Aim — Starting at the line that contains "curtain and record integer pixel coordinates." and ending at the final line of the data below, render those lines as a JSON list of strings, one string per line, with blank lines omitted.

Entries supplied —
□ □ □ □ □

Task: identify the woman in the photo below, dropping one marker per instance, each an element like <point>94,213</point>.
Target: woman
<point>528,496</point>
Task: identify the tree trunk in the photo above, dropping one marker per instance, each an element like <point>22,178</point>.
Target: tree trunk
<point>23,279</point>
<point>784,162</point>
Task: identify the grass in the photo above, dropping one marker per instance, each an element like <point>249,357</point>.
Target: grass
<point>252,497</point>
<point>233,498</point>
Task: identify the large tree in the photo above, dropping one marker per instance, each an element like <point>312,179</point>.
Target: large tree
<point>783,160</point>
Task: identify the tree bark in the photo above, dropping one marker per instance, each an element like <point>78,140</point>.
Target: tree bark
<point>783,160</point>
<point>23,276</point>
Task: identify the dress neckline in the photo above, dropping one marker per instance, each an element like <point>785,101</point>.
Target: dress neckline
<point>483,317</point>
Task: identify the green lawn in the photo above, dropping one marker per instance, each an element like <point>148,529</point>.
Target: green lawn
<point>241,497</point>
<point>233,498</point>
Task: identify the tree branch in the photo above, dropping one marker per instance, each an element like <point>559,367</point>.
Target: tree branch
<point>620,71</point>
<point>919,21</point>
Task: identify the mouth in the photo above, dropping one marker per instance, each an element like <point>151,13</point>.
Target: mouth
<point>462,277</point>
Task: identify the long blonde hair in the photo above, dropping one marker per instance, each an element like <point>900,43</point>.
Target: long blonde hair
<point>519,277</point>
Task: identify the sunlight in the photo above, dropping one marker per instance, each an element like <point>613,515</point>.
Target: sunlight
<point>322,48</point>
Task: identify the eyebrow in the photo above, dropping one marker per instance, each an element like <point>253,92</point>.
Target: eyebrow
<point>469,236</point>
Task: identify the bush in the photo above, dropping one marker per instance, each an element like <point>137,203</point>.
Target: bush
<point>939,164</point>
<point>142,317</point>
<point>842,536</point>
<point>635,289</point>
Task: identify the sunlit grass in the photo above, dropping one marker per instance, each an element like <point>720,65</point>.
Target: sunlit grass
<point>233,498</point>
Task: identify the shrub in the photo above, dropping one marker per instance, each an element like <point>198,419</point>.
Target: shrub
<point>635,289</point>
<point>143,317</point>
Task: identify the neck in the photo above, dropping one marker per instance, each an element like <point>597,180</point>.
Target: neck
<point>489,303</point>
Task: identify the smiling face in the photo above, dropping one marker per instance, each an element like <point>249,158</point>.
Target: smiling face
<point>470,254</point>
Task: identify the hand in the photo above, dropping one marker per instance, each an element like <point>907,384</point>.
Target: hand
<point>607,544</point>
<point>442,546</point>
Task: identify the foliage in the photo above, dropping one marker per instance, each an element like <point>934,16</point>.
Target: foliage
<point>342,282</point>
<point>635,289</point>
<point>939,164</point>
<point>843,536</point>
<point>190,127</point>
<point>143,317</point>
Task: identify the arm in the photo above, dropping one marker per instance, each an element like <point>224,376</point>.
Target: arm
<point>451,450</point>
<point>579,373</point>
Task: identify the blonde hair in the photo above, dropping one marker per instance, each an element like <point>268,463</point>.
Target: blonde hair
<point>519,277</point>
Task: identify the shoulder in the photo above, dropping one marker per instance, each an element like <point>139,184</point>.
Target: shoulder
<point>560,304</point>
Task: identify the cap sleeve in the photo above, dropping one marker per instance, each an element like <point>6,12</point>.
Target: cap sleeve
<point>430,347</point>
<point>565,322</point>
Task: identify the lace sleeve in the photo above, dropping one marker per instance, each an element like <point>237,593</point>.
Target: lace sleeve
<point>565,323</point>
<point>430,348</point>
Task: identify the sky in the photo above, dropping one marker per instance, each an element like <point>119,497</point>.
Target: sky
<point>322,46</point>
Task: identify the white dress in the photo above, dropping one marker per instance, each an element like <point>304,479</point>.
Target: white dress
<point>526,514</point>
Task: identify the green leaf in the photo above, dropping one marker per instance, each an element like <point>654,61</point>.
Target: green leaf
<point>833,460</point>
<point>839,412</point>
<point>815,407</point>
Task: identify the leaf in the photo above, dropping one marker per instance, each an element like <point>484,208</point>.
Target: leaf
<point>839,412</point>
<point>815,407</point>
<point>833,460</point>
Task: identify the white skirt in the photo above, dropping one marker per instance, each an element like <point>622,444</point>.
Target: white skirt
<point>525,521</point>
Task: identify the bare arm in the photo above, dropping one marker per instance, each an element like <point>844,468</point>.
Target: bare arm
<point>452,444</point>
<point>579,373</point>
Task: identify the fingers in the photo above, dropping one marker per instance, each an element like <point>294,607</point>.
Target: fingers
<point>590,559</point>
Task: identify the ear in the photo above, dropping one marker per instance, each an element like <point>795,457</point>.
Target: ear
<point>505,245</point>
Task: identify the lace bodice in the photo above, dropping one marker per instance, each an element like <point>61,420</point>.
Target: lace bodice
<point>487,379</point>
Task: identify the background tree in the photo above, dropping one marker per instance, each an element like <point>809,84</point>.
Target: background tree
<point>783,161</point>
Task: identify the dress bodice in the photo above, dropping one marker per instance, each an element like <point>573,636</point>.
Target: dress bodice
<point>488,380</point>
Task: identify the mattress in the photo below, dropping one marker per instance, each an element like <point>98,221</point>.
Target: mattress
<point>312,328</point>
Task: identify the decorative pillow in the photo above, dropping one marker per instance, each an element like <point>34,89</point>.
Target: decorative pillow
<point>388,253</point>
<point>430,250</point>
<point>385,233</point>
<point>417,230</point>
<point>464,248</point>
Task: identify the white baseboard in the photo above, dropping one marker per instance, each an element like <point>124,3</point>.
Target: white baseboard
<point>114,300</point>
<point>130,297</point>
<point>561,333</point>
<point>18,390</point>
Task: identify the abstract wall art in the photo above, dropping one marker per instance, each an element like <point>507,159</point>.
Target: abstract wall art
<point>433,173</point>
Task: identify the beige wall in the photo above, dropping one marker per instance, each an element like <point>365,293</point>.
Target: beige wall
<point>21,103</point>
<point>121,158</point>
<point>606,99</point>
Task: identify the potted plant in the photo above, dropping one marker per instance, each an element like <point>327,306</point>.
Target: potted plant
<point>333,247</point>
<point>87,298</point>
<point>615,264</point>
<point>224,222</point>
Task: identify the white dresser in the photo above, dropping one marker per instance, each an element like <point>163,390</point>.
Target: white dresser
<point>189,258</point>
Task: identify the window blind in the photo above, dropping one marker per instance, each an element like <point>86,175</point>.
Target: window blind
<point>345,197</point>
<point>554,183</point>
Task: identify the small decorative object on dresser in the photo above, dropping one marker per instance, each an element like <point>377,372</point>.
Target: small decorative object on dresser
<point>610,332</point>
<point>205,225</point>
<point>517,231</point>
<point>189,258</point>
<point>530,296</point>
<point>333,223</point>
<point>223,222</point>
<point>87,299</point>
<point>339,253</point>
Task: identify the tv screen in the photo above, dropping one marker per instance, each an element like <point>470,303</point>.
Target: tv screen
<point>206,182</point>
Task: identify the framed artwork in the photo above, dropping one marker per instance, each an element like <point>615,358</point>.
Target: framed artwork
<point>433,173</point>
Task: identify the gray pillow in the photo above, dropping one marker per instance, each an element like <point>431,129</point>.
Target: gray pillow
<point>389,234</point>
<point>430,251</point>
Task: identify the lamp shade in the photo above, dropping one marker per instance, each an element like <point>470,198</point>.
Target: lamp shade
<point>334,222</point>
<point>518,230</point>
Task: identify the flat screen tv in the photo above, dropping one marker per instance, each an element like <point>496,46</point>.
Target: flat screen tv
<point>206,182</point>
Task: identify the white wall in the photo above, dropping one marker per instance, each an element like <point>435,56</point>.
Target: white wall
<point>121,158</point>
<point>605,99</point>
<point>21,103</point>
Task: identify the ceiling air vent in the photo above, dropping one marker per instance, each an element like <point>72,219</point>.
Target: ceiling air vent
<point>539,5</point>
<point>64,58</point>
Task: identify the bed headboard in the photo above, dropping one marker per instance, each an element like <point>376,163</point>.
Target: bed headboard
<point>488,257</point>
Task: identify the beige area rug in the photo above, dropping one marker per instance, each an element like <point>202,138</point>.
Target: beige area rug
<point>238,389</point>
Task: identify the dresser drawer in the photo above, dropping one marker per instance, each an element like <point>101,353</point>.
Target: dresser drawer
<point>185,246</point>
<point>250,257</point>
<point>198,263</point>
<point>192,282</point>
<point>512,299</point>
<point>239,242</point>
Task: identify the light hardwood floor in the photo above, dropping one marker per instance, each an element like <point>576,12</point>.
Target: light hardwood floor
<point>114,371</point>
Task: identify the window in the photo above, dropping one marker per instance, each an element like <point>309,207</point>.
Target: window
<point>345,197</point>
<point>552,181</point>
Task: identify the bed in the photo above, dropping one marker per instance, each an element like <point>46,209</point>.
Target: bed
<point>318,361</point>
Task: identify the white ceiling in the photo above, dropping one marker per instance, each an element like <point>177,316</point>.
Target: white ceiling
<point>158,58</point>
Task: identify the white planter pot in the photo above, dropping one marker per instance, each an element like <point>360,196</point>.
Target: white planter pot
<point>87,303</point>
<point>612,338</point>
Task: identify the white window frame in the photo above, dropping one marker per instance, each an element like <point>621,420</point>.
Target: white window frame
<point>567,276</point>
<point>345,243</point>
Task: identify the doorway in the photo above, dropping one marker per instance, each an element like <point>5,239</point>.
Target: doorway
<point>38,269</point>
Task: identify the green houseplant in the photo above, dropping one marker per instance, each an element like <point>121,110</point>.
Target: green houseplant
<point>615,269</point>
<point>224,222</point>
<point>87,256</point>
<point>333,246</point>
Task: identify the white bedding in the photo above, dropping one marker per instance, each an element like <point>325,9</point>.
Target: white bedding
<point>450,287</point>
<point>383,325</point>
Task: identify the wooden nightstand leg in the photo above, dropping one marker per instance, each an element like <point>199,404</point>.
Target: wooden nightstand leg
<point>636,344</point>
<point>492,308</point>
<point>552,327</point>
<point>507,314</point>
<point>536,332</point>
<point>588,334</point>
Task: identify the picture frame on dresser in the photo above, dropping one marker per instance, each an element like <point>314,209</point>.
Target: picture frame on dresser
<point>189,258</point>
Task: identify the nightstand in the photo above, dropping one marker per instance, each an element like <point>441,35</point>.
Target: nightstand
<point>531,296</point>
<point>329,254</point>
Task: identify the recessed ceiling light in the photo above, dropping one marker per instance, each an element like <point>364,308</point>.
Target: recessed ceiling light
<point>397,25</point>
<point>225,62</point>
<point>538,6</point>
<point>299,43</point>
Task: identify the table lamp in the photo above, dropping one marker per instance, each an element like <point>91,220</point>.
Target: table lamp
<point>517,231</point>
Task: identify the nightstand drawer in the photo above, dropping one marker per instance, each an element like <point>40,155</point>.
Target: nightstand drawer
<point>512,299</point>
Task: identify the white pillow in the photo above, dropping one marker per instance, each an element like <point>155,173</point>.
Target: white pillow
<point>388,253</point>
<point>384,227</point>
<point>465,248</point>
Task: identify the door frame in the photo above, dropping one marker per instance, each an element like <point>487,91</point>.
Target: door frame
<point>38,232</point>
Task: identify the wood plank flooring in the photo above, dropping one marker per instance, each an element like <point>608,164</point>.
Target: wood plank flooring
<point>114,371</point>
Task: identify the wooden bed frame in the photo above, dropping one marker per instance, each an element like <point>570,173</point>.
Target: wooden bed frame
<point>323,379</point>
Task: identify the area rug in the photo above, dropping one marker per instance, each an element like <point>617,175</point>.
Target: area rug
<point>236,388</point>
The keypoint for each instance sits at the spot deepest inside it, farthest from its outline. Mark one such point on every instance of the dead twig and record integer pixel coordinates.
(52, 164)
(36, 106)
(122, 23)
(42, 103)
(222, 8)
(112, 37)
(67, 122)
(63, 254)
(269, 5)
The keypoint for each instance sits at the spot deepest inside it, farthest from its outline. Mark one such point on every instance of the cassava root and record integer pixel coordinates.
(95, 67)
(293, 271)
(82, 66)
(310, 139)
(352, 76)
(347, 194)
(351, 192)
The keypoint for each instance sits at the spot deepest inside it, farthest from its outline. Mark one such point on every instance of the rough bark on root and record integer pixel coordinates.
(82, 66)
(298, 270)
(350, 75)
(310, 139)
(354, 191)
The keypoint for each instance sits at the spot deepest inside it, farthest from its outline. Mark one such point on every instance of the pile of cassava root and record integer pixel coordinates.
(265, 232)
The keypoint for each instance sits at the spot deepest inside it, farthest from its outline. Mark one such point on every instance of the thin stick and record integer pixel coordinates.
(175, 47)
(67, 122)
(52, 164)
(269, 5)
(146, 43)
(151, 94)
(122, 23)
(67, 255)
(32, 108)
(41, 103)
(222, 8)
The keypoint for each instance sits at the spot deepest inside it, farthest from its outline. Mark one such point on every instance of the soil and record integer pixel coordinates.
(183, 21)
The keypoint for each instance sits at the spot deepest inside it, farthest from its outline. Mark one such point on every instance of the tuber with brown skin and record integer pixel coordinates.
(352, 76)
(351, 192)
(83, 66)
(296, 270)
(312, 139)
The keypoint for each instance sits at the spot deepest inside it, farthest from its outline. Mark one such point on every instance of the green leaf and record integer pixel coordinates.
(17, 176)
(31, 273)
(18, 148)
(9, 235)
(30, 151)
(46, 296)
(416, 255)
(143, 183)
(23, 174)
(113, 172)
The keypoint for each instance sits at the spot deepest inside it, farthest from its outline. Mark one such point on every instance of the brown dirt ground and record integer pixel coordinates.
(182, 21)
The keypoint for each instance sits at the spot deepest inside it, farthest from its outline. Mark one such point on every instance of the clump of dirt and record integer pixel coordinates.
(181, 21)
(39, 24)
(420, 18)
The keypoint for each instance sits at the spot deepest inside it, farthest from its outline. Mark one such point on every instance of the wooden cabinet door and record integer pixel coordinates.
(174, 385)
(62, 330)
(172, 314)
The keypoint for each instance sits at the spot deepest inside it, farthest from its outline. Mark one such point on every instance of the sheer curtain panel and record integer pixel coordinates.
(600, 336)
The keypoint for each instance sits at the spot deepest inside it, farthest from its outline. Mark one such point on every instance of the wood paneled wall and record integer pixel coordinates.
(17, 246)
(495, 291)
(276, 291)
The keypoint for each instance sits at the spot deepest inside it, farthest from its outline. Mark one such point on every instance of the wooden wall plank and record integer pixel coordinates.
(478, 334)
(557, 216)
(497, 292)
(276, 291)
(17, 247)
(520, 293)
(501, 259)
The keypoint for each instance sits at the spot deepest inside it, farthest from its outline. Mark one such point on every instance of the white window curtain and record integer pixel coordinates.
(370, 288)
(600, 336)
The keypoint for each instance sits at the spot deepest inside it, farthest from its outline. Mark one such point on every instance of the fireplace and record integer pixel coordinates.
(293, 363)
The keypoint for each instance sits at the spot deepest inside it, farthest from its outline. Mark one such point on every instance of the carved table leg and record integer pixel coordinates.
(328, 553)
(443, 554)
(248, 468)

□ □ □ □ □

Output of the exercise —
[
  "The keypoint for each instance sits at the spot deepest inside it, farthest from its outline. Mark one such point on every instance of the white window curtain and record integer pixel coordinates.",
  "(370, 288)",
  "(600, 336)",
  "The keypoint for each instance sits at the spot deepest inside it, farthest from its outline. Mark one such point on every instance of the fireplace and record integer pixel coordinates.",
  "(293, 363)",
  "The keypoint for each instance sits at the spot deepest inside it, farthest from its outline. Mark one such point on every instance of the carved table leg and record integer pixel coordinates.",
  "(328, 553)",
  "(443, 554)",
  "(248, 468)"
]